**TASK SET**
[1] Summarize the thread in two sentences.
[2] Return the part of the thread starting at "I'm using the" and ending at "a HSS of 1.", copied word for word.
[3] According to the thread, what is the range of the Heidke Skill Score?

**SOURCE**

* BEGIN *

USGS-R / protoloads

Prototyping and exploring options for broad-scale load forecasting
0 stars 4 forks source link

fig/tbl: contingency table, false alarm ratio, other forecast skill metrics #59

Closed aappling-usgs closed 6 years ago

aappling-usgs commented 6 years ago

goal is to evaluate the model's ability to correctly forecast threshold exceedance events. will need to make up some arbitrary threshold (be consistent with #58)

maybe show one contingency table, many scores broken up by month or high/low flow or lead time bin

options for metrics: http://www.eumetrain.org/data/4/451/english/msg/ver_categ_forec/uos3/uos3_ko1.htm, https://en.wikipedia.org/wiki/Forecast_skill

whiteboarded notes: img_20180504_110535126

jordansread commented 6 years ago

Cool!

jzwart commented 6 years ago

I'm using the Heidke Skill Score to assess model performance for forecasting a threshold exceedance ('yes' or 'no') that we arbitrarily set for nitrate flux. some notes on Heidke Skill Score (HSS):

The HSS measures the fractional improvement of the forecast over the standard forecast. Like most skill scores, it is normalized by the total range of possible improvement over the standard, which means Heidke Skill scores can safely be compared on different datasets. The range of the HSS is -∞ to 1. Negative values indicate that the chance forecast is better, 0 means no skill, and a perfect forecast obtains a HSS of 1.

For the first two panels, HSS improves as lead time decreases , the last panel shows that HSS is highest at pretty far out lead times, which is similar to the relative flux error plots #55. The last panel also has a HSS above 0 for all lead times, which I think indicates that for this river (Mississippi R.) the forecasts have some skill at least better than chance.

image

jordansread commented 6 years ago

I really like this updated way of displaying the model skill. It seems clearer to me vs the boxplot one.

aappling-usgs commented 6 years ago

Agreed, this is cool!

* END *

**SOURCE EXCERPT**
* BEGIN *

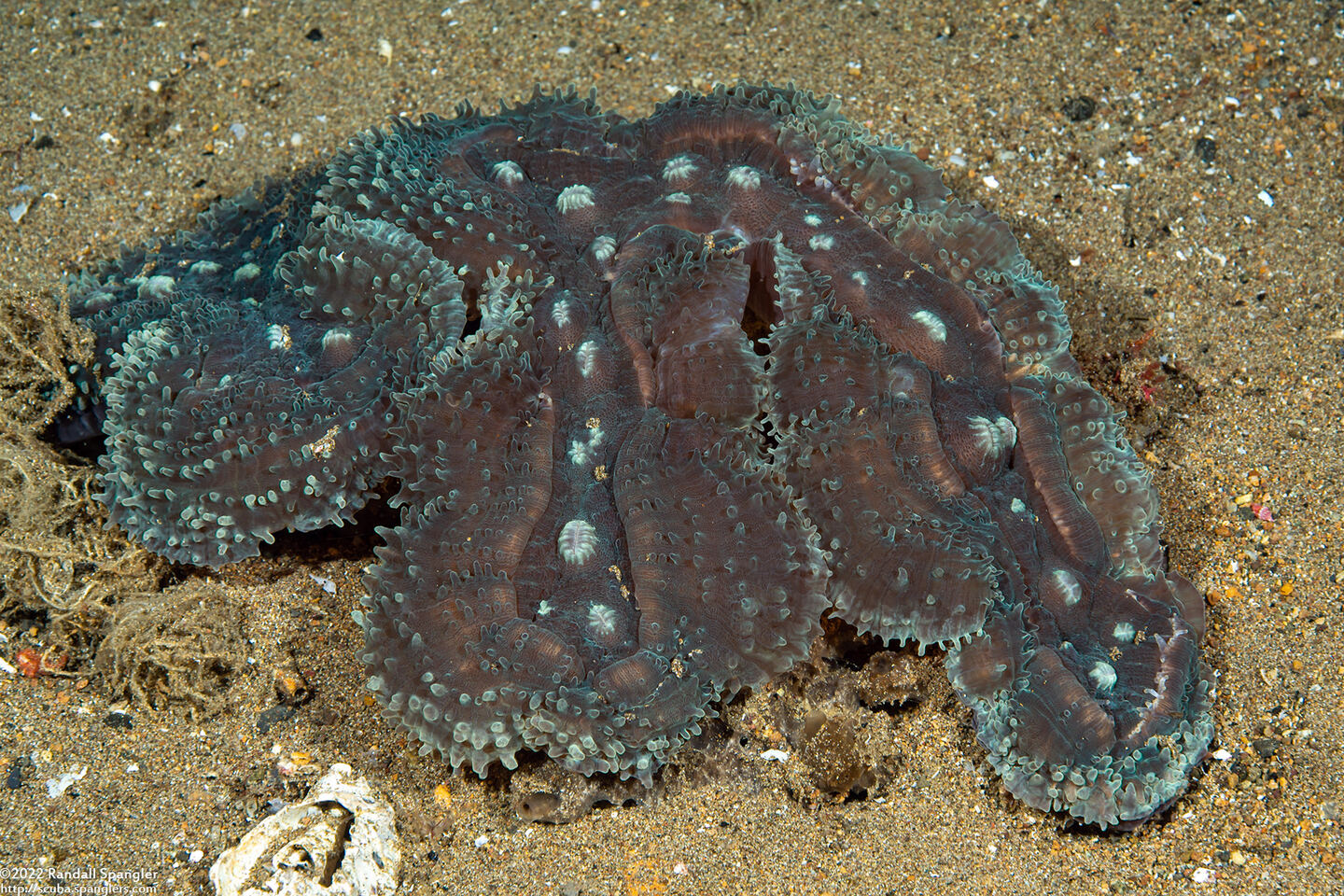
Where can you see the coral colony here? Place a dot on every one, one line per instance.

* END *

**ANSWERS BELOW**
[1] The thread proposes a figure or table that evaluates how well the model forecasts threshold exceedance events, using an arbitrary threshold and metrics such as a contingency table and the false alarm ratio. One participant applies the Heidke Skill Score to an arbitrary nitrate flux threshold and finds it above 0 at all lead times for the Mississippi River, and another participant finds this display clearer than the boxplot one.

[2]
I'm using the Heidke Skill Score to assess model performance for forecasting a threshold exceedance ('yes' or 'no') that we arbitrarily set for nitrate flux. some notes on Heidke Skill Score (HSS):

The HSS measures the fractional improvement of the forecast over the standard forecast. Like most skill scores, it is normalized by the total range of possible improvement over the standard, which means Heidke Skill scores can safely be compared on different datasets. The range of the HSS is -∞ to 1. Negative values indicate that the chance forecast is better, 0 means no skill, and a perfect forecast obtains a HSS of 1.

[3] The range is -∞ to 1.